WHAT YOU NEED TO DO: Copy out each line below exactly as it appears.

##### GIVEN DATA

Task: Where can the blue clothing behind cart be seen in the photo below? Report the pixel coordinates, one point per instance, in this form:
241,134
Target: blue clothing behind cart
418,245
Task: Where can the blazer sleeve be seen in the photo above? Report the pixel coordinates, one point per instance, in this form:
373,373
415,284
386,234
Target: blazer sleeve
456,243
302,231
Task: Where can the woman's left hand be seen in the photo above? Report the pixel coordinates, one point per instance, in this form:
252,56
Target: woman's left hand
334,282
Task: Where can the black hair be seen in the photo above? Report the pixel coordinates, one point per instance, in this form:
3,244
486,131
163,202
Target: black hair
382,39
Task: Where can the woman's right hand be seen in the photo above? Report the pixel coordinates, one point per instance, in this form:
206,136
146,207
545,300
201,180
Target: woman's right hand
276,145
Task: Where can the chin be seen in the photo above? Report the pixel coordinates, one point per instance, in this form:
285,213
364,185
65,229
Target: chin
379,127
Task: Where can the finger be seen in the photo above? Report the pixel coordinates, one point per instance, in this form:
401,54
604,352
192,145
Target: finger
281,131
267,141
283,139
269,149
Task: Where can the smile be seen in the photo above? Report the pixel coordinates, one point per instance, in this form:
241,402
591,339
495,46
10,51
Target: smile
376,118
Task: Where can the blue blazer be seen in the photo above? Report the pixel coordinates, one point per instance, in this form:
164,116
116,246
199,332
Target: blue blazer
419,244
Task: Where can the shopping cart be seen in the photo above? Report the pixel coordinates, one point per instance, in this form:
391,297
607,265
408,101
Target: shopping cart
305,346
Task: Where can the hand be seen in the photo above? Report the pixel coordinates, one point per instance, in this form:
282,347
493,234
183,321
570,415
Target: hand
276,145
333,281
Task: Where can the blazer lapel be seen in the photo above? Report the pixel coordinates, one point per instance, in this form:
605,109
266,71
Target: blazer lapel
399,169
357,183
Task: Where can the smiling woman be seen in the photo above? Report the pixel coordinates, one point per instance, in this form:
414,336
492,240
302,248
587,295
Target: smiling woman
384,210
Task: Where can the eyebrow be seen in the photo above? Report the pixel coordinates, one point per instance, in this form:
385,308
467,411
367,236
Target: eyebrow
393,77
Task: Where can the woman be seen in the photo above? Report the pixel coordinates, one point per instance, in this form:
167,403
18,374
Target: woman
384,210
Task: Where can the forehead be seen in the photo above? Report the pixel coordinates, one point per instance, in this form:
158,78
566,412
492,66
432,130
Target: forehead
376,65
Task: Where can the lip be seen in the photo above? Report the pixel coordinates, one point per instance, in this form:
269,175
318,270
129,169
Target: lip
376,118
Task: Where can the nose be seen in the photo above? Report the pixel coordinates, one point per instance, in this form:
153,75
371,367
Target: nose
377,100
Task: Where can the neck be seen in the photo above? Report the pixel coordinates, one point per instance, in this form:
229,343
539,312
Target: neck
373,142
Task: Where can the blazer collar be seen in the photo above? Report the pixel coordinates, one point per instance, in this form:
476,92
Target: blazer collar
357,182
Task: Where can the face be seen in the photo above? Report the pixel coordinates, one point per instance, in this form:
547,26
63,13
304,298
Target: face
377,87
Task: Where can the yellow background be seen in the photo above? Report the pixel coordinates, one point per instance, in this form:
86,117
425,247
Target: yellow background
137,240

##########

ANSWER FOR THE TASK:
Task: Where can the blue clothing behind cart be seen in the photo below? Report the pixel coordinates, one point per instance, in this form:
241,134
Target: blue clothing behind cart
418,245
Task: Where can the blazer sleeve be seen in the photo above? Report the pixel coordinates, one point per instance, in this form:
373,373
415,284
386,234
Target: blazer sleeve
456,243
302,231
Task: Where can the woman's left hand be seen in the photo above? Report the pixel coordinates, one point per instance, in this form:
252,56
Target: woman's left hand
334,282
Task: Where can the black hair be seen in the photo above? Report the pixel coordinates, one point per instance, in this form:
3,244
486,131
163,202
Target: black hair
382,39
Task: Where can the woman's right hand be seen in the photo above? Report the pixel coordinates, one point per instance, in this form:
206,136
146,207
545,300
201,180
Target: woman's right hand
276,145
Task: Where can the chin be seen in the photo above? Report the pixel coordinates, one point per instance, in this form:
285,213
364,185
65,229
Target: chin
379,127
Task: Where can the finger be seen in the photo above? Report the pixel coordinates, one point per instance, in this form:
401,54
604,352
192,145
Target: finger
281,131
267,141
283,139
269,149
Task: Where can the smile be seen in the photo above? Report the pixel coordinates, one point per instance, in this form:
241,402
591,339
495,46
10,51
Target: smile
376,118
Task: Where can the blue blazer be seen in the photo above? Report the pixel coordinates, one point per instance, in this form:
164,116
116,246
199,332
Target: blue blazer
419,244
Task: Where can the shopping cart be seen in the photo above? Report the pixel coordinates, one point per instance, in this form:
391,297
607,265
408,101
Target: shopping cart
305,346
Task: Where can the hand be seen in the photo above? Report the pixel coordinates, one point per instance, in this form:
282,347
493,234
183,321
570,415
Target: hand
276,145
333,281
Task: Where can the blazer lapel be seen in the photo above? Report the pixel coordinates, one point per instance, in this form:
605,109
266,71
Target: blazer lapel
399,169
357,183
Task: Where can the smiling woman be seen in the photo above? Report the pixel coordinates, one point per instance, in this form:
414,336
492,240
302,248
587,295
Target: smiling woman
384,210
Task: Where can the eyebrow be seen in the photo above? Report the pixel coordinates, one point per instance, in this form:
385,308
467,411
367,236
Target: eyebrow
393,77
Task: Where can the woman be seen in the photo above? Report the pixel coordinates, one point per instance, in this form:
167,403
18,374
Target: woman
384,210
Task: Where can the forehead be seen in the photo above? Report the pixel coordinates, one point per instance, in this form:
158,78
566,412
492,66
432,130
Target: forehead
376,65
Task: Where can the lip be seen in the photo above? Report the pixel coordinates, one point per instance, in this form:
269,175
318,270
129,169
Target: lip
376,118
Task: Where can the nose be seen in the photo above? Report the pixel coordinates, one point per instance, in this form:
153,75
371,367
Target: nose
377,100
Task: Where can the neck be seen in the photo above? Report the pixel coordinates, one point per instance, in this form:
229,343
539,312
Target: neck
373,142
Task: Where can the blazer collar be seen in the photo above? Report the pixel coordinates, one point per instance, in this form:
476,92
Target: blazer collar
357,182
Task: Where can the face be seen in the photo above? Report the pixel coordinates, one point per instance, in this form:
547,26
63,13
304,298
Target: face
377,87
Task: Where can the yellow background be seen in the photo above? Report the pixel coordinates, one point per instance, in this form:
86,117
425,247
Target: yellow background
137,240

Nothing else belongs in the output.